__TASK REQUIREMENTS__
Range to reproduce from the entries below: the line with "Mark the innermost point of each instance of the side", the line with "Mark the innermost point of each instance of the white tank", and every line in between. Give them exactly and give nothing else.

━━━━━ RECORDS FOR THE TASK

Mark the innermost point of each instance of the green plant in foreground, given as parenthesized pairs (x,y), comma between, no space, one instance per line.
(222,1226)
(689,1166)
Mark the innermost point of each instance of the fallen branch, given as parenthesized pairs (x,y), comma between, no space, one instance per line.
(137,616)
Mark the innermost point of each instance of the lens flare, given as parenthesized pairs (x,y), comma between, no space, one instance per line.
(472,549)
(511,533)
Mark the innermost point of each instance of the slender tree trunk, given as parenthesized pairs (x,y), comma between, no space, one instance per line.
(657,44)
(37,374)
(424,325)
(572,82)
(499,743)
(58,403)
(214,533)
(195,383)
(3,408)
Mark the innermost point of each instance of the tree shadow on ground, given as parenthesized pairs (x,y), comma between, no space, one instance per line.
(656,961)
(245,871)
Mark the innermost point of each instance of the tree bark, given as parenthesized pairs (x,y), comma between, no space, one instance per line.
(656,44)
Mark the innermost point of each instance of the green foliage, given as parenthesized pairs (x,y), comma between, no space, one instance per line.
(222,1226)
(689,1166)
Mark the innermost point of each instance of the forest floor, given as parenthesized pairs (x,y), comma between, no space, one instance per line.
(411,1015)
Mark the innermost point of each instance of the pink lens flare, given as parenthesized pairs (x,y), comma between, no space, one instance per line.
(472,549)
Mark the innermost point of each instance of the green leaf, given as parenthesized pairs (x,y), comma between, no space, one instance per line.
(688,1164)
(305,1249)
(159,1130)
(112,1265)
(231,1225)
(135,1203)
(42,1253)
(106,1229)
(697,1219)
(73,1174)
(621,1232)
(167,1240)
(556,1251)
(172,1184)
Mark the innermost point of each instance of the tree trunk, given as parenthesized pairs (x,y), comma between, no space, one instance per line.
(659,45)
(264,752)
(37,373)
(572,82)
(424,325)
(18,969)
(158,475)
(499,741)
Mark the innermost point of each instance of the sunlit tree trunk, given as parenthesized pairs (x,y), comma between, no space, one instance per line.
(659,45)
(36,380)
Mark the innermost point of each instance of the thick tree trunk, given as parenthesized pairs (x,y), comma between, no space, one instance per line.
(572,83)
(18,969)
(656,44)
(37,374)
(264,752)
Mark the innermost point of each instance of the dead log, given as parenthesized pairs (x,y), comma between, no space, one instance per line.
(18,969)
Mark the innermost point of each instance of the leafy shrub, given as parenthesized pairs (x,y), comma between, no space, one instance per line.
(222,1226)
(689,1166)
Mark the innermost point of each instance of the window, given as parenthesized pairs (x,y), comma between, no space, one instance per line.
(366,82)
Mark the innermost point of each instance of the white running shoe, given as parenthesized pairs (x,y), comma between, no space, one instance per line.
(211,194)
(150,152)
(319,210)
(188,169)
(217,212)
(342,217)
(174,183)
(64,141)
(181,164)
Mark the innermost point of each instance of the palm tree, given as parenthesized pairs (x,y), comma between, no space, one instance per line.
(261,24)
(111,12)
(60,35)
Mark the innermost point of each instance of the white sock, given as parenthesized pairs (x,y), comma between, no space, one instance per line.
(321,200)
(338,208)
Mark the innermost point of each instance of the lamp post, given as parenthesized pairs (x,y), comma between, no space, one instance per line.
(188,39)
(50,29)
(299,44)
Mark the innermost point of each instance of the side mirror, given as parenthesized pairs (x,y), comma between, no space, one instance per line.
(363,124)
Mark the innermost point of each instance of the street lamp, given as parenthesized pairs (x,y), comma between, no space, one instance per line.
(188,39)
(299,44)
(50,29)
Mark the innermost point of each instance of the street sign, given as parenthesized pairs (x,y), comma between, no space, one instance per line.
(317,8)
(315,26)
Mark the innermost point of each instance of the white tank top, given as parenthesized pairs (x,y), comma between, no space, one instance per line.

━━━━━━━━━━
━━━━━ RECORDS FOR THE TASK

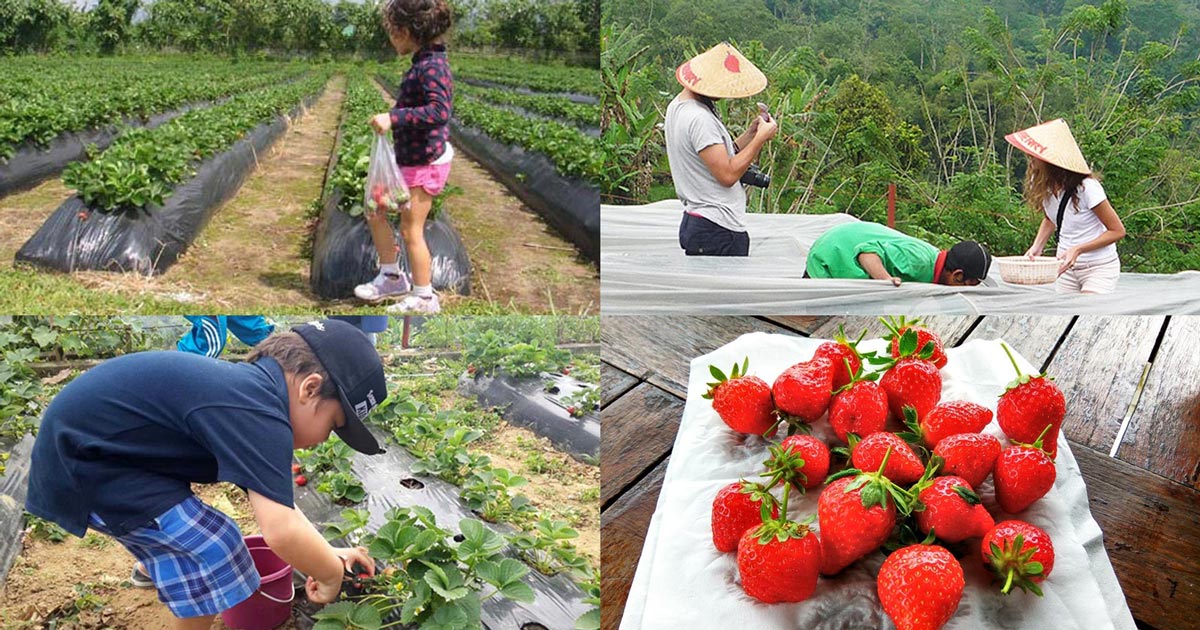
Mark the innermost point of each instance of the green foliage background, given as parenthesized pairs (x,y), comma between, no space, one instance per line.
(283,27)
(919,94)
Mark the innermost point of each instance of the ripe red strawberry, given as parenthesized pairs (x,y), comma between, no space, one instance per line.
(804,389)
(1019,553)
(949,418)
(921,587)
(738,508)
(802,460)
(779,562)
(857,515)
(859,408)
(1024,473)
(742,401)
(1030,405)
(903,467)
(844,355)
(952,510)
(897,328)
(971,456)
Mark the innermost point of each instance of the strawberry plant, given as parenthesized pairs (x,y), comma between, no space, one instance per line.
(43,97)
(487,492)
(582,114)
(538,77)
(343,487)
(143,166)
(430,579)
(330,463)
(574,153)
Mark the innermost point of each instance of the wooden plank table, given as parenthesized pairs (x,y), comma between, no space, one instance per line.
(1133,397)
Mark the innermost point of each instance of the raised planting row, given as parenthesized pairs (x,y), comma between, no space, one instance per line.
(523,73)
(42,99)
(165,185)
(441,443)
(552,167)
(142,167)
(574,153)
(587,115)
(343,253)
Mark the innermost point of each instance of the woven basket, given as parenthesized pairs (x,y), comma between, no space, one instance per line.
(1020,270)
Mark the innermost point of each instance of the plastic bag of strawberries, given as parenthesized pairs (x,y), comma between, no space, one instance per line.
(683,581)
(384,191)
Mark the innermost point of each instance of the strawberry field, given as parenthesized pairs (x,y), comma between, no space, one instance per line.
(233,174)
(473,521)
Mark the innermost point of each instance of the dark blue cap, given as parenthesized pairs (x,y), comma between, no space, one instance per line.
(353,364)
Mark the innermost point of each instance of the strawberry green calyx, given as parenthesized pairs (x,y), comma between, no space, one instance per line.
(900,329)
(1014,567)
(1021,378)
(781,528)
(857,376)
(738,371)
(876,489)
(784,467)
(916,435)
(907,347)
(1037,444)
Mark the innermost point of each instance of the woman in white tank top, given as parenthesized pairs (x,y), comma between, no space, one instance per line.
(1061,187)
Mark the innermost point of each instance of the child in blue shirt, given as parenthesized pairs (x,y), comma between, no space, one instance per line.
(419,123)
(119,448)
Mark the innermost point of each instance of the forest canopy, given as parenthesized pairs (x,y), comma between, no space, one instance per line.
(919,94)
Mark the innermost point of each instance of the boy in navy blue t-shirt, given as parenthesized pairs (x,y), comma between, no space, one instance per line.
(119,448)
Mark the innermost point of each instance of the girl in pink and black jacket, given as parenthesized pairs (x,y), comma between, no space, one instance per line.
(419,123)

━━━━━━━━━━
━━━━━ RECORDS FOR THE TASK

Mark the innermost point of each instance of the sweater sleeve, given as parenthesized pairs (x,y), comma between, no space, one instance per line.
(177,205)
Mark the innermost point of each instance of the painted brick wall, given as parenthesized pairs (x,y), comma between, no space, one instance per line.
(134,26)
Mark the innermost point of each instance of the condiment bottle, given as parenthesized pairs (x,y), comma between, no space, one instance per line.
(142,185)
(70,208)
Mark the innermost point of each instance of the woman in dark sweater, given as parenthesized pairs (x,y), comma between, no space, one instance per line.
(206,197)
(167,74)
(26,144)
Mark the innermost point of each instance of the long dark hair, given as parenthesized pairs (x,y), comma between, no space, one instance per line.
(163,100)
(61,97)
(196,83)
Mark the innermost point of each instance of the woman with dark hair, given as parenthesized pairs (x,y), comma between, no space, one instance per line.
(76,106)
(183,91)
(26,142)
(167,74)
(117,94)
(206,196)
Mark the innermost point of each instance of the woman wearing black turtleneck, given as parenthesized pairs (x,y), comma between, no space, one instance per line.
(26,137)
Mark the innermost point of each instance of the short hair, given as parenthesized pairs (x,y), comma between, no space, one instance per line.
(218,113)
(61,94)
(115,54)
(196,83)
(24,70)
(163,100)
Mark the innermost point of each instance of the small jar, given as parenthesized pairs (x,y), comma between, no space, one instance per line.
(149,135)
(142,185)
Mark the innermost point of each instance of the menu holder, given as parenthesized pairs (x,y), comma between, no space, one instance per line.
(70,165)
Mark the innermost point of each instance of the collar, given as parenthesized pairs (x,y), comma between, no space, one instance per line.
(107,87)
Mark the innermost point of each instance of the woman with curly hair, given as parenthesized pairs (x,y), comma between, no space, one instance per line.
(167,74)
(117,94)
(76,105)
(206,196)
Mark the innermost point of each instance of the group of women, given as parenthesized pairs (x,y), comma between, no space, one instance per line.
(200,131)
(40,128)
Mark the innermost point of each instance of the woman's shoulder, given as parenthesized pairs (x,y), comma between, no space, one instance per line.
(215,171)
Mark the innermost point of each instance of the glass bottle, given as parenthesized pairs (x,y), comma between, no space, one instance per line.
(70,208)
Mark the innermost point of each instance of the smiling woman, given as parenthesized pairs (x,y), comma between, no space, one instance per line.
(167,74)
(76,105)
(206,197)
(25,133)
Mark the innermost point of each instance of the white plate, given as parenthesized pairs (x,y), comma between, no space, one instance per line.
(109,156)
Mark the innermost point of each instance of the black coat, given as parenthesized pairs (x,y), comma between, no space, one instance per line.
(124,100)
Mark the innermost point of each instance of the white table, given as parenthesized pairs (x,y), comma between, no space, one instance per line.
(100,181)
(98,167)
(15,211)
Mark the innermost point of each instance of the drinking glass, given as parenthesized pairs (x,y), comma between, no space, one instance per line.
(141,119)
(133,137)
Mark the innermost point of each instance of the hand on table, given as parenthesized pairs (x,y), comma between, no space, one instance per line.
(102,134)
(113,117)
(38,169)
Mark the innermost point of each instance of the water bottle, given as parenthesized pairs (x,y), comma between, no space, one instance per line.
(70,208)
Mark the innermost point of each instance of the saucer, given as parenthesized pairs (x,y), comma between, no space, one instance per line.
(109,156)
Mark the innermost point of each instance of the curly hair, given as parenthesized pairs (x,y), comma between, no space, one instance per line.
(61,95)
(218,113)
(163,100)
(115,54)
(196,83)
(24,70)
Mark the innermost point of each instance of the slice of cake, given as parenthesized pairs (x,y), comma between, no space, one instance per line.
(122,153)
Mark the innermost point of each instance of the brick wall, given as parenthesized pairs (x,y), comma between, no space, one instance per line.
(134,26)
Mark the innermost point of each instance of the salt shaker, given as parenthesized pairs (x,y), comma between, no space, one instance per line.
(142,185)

━━━━━━━━━━

__SOLUTION FOR THIS PROBLEM__
Mark the innermost point of each instance of the side mirror, given as parenthesized pairs (x,y), comma between, no space, one instance per line.
(363,124)
Mark the innermost point of each instance of the street lamp, given as parenthesized pairs (x,y), comma between, no space, one instance per line.
(188,39)
(299,44)
(50,29)
Mark the innermost point of each instance of the street sign, given as parenthesized pairs (x,y), comma between, no space, one instance per line.
(317,8)
(315,26)
Mark the innermost point of each instance of the white tank top, given as parenthesized pairs (x,y), comma between, no space, one instance per line.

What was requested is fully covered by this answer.